* START Page *
//! Functions and types relating to audio playback.


use std::io::Cursor;
use std::path::Path;
use std::sync::atomic::{AtomicBool, Ordering};
use std::sync::{Arc, Mutex, Weak};
use std::time::Duration;

use rodio::source::{Buffered, Empty};
use rodio::{Decoder, Device as RodioDevice, Sample, Source};

use crate::error::{Result, TetraError};
use crate::fs;
use crate::Context;

/// Sound data that can be played back.

///

/// All of the playback methods on this type return a [`SoundInstance`](./struct.SoundInstance.html) that

/// can be used to control the sound after it has started. If you just want

/// to 'fire and forget' a sound, you can discard it - the sound will

/// continue playing regardless.

///

/// # Supported Formats

///

/// Various file formats are supported, and can be enabled or disabled via Cargo features:

///

/// | Format | Cargo feature | Enabled by default? |

/// |-|-|-|

/// | WAV | `audio_wav` | Yes |

/// | OGG Vorbis | `audio_vorbis | Yes |

/// | FLAC | `audio_flac` | Yes |

/// | MP3 | `audio_mp3` | Yes |

///

/// # Performance

///

/// Creating a `Sound` is a fairly cheap operation, as the data is not decoded until playback begins.

///

/// Cloning a `Sound` is a very cheap operation, as the underlying data is shared between the

/// original instance and the clone via [reference-counting](https://doc.rust-lang.org/std/rc/struct.Rc.html).

///

/// # Examples

///

/// The [`audio`](https://github.com/17cupsofcoffee/tetra/blob/main/examples/audio.rs)

/// example demonstrates how to play several different kinds of sound.

#[derive(Debug, Clone, PartialEq)]
pub struct Sound {
    pub(crate) data: Arc<[u8]>,
}

impl Sound {
    /// Creates a new sound from the given file.

    ///

    /// Note that the data is not decoded until playback begins, so this function will not

    /// validate that the data being read is formatted correctly.

    ///

    /// # Errors

    ///

    /// * `TetraError::FailedToLoadAsset` will be returned if the file could not be loaded.

    pub fn new<P>(path: P) -> Result<Sound>
    where
        P: AsRef<Path>,
    {
        Ok(Sound {
            data: fs::read(path)?.into(),
        })
    }

    /// Creates a new sound from a slice of binary data, encoded in one of Tetra's supported

    /// file formats.

    ///

    /// This is useful in combination with `include_bytes`, as it allows you to include

    /// your audio data directly in the binary.

    ///

    /// Note that the data is not decoded until playback begins, so this function will not

    /// validate that the data being read is formatted correctly.

    pub fn from_file_data(data: &[u8]) -> Sound {
        Sound { data: data.into() }
    }

    /// Plays the sound.

    ///

    /// # Errors

    ///

    /// * `TetraError::NoAudioDevice` will be returned if no audio device is active.

    /// * `TetraError::InvalidSound` will be returned if the sound data could not be decoded.

    pub fn play(&self, ctx: &Context) -> Result<SoundInstance> {
        ctx.audio
            .play_sound(Arc::clone(&self.data), true, false, 1.0, 1.0)
* END Page *
* START Data records *
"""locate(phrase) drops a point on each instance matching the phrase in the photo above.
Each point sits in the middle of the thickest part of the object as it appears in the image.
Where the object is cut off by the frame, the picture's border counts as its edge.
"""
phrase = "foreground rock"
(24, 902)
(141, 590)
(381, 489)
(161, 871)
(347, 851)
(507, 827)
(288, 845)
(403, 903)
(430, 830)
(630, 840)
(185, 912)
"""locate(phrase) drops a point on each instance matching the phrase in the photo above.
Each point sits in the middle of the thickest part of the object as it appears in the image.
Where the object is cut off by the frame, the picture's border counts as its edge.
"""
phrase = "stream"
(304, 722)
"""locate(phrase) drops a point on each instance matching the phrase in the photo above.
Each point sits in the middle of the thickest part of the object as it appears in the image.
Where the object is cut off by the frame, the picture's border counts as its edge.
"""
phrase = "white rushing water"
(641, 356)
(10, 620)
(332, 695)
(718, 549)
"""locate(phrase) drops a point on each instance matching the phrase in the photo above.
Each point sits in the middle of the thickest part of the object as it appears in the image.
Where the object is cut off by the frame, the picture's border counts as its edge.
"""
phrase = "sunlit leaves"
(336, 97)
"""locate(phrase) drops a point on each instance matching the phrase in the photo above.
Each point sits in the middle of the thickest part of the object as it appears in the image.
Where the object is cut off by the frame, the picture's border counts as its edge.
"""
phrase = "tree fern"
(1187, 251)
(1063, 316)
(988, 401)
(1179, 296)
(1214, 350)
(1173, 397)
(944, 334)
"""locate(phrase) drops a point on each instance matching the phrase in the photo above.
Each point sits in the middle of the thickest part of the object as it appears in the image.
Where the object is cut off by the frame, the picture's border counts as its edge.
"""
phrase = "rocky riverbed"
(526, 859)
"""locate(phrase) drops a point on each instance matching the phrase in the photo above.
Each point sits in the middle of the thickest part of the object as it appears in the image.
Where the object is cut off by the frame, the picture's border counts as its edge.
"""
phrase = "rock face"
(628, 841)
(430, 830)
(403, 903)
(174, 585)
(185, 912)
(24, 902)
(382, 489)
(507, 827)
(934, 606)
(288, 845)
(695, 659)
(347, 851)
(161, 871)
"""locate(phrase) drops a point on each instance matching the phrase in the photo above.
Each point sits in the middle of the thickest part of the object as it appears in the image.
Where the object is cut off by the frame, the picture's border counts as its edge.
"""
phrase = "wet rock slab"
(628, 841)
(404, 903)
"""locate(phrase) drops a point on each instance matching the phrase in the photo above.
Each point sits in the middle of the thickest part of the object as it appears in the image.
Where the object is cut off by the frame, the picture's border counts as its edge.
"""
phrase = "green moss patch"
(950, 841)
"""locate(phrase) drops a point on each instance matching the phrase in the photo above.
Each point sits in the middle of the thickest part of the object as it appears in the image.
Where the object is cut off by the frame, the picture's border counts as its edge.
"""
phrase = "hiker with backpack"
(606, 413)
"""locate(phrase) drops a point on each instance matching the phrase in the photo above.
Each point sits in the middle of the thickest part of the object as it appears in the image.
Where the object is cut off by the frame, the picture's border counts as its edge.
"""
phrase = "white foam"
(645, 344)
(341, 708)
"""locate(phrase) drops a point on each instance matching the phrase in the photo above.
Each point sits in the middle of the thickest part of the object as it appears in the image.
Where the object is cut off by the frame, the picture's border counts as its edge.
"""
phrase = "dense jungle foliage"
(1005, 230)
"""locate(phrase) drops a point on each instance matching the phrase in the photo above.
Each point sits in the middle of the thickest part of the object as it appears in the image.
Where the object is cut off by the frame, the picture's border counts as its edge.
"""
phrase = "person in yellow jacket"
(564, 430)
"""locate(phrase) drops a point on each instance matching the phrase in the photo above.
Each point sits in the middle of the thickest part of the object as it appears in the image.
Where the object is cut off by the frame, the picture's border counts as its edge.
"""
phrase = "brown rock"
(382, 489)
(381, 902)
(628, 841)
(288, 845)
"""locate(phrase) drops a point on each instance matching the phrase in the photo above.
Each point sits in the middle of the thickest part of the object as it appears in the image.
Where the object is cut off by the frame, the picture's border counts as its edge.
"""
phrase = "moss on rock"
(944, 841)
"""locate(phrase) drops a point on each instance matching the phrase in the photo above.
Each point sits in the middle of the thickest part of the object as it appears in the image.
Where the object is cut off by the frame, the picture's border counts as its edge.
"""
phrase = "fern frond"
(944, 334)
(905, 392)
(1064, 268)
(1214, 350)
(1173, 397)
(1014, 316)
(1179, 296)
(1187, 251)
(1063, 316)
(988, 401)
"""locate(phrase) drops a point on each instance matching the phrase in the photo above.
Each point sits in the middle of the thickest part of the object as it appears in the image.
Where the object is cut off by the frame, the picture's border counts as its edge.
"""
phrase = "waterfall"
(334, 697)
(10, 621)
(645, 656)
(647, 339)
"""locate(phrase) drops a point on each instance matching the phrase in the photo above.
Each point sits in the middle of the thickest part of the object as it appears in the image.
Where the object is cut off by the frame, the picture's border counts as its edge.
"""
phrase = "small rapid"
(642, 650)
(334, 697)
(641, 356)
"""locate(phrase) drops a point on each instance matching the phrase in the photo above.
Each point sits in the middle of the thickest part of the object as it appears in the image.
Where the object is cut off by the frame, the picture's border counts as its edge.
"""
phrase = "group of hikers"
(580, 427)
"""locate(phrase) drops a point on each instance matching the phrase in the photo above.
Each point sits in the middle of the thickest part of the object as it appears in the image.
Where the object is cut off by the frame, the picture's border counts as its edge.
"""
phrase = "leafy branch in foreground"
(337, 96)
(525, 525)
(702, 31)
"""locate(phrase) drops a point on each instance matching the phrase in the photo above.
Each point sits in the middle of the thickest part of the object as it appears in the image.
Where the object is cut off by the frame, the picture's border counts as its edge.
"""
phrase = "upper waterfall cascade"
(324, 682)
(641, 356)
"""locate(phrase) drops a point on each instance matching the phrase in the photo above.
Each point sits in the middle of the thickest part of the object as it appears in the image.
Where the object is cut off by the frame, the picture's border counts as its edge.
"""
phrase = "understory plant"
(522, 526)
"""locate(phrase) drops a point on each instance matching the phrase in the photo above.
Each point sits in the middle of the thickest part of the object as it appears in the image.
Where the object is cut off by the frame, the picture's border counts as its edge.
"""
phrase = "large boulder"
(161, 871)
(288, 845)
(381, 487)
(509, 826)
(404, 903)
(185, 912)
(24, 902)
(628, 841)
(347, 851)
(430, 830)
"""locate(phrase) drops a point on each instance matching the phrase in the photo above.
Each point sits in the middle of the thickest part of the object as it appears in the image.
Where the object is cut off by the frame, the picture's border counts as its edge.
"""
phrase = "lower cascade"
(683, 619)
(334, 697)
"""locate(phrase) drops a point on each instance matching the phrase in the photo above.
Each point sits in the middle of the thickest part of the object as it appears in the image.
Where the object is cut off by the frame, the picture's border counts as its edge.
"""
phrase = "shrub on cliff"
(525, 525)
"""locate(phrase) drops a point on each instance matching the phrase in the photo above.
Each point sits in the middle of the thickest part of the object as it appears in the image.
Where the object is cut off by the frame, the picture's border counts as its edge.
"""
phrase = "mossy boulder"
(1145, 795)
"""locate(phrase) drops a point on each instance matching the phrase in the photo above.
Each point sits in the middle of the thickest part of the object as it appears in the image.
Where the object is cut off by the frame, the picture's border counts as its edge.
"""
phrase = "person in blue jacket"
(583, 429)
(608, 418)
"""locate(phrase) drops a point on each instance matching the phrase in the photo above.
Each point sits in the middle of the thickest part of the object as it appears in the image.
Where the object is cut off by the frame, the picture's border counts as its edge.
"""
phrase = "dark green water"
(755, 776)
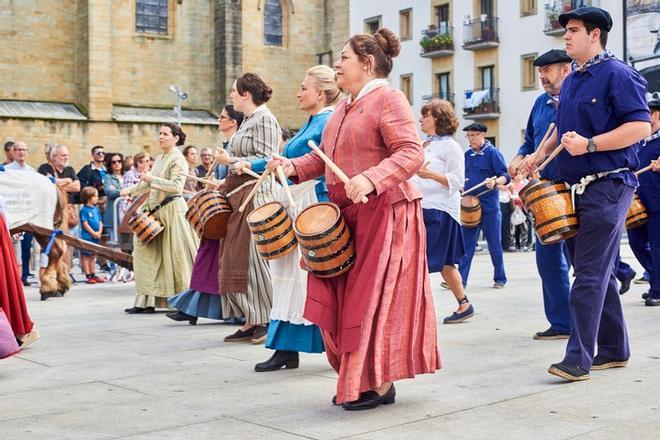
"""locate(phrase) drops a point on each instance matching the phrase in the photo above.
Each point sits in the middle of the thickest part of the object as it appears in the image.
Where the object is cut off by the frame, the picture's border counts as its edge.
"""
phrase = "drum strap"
(165, 201)
(581, 186)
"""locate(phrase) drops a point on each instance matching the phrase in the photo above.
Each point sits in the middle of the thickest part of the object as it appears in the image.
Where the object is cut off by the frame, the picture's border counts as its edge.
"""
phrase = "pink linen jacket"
(375, 136)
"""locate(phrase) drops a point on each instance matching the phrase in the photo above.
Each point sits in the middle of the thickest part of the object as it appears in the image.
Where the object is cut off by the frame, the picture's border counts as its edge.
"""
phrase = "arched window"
(273, 23)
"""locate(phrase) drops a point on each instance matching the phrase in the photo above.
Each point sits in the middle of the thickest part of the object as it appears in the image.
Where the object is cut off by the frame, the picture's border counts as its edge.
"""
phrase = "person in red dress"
(377, 319)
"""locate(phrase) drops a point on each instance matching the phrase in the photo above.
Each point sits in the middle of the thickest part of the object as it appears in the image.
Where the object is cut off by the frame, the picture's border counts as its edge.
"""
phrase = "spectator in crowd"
(112, 184)
(91, 229)
(9, 153)
(191, 155)
(20, 151)
(207, 161)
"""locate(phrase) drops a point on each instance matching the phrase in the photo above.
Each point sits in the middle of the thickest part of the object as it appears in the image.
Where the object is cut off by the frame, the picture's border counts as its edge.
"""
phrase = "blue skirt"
(444, 240)
(283, 335)
(196, 303)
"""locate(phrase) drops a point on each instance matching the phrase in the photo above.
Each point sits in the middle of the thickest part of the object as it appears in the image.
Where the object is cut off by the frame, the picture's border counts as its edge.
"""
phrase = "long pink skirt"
(378, 319)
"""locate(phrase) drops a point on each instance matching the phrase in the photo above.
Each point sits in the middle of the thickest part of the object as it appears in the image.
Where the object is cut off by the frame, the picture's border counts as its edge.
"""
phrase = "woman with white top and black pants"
(440, 181)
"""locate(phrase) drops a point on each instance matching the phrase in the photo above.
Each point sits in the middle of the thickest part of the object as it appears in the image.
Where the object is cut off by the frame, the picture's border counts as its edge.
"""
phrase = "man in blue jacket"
(554, 67)
(482, 161)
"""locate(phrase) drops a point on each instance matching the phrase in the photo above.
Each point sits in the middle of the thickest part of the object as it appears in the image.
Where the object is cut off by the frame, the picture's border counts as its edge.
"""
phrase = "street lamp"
(180, 96)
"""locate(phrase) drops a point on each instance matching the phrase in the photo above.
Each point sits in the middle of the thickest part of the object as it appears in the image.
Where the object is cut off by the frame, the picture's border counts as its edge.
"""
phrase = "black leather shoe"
(550, 334)
(180, 316)
(137, 310)
(652, 302)
(568, 371)
(371, 399)
(603, 363)
(625, 284)
(279, 359)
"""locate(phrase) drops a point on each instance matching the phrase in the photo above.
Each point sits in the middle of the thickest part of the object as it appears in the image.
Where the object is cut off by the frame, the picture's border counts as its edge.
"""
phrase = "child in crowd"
(91, 228)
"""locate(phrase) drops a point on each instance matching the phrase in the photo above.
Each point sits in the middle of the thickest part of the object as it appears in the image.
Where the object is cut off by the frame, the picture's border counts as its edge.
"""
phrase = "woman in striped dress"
(245, 282)
(289, 333)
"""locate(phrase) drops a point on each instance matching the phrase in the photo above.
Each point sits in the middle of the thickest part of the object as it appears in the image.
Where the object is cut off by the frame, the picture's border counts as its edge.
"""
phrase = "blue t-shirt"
(543, 113)
(92, 216)
(595, 101)
(479, 166)
(649, 182)
(297, 146)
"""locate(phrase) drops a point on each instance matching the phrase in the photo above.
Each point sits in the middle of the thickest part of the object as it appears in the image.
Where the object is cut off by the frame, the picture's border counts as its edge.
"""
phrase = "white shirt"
(16, 166)
(445, 156)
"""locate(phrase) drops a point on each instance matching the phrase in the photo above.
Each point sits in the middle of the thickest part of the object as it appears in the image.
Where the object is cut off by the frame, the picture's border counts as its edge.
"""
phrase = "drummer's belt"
(165, 201)
(581, 186)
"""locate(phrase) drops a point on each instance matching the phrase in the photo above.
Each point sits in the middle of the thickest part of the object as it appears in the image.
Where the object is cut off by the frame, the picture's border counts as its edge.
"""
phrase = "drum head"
(263, 212)
(317, 218)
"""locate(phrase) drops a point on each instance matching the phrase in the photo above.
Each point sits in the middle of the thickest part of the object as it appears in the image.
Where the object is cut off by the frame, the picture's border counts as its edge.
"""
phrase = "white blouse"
(445, 156)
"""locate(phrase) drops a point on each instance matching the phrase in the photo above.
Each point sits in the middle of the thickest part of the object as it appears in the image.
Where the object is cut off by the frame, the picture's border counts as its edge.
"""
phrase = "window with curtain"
(273, 23)
(151, 16)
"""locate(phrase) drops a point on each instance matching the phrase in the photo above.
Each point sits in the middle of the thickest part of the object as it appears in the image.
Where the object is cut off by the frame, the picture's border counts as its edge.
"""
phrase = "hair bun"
(388, 41)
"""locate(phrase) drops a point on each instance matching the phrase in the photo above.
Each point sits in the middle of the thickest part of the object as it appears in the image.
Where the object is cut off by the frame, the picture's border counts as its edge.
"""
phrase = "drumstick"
(335, 169)
(285, 184)
(645, 169)
(254, 190)
(549, 159)
(480, 185)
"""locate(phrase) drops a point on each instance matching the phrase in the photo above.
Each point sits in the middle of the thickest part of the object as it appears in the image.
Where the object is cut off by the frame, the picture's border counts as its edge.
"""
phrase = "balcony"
(481, 104)
(480, 33)
(445, 96)
(554, 8)
(437, 42)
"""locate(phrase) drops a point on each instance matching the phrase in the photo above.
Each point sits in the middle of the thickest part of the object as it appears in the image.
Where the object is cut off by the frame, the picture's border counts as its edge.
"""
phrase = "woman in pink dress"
(377, 319)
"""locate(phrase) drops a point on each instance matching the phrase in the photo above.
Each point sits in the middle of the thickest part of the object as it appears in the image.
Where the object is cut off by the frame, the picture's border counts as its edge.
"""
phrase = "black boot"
(279, 359)
(180, 316)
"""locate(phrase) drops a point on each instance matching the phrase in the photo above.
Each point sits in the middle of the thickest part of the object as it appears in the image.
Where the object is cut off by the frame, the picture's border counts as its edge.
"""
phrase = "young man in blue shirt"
(483, 160)
(645, 240)
(602, 116)
(554, 67)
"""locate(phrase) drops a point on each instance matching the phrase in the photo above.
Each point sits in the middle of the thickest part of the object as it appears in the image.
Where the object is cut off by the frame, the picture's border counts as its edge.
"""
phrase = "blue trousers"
(596, 312)
(491, 223)
(645, 243)
(553, 269)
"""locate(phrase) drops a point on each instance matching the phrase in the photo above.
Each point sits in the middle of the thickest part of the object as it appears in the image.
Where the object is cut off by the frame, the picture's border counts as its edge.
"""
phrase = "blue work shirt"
(479, 166)
(543, 113)
(92, 216)
(649, 182)
(601, 98)
(297, 146)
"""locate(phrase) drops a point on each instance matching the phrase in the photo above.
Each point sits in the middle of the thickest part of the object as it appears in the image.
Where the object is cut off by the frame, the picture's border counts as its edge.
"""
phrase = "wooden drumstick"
(549, 159)
(335, 169)
(285, 184)
(254, 190)
(645, 169)
(479, 185)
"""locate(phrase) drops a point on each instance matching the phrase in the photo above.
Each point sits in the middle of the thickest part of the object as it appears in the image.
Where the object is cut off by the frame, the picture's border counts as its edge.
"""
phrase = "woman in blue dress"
* END Data records *
- Stated goal A
Name every audio file format in the Supported Formats table of the audio playback source.
- Stated goal B
In the audio playback source, update the passage starting with "pub fn from_file_data(data: &[u8])" and going on through "device is active.", putting "output device" in place of "audio device".
The listing has no role in any of this.

- Full output A
WAV, OGG Vorbis, FLAC, MP3

- Full output B
pub fn from_file_data(data: &[u8]) -> Sound {
        Sound { data: data.into() }
    }

    /// Plays the sound.

    ///

    /// # Errors

    ///

    /// * `TetraError::NoAudioDevice` will be returned if no output device is active.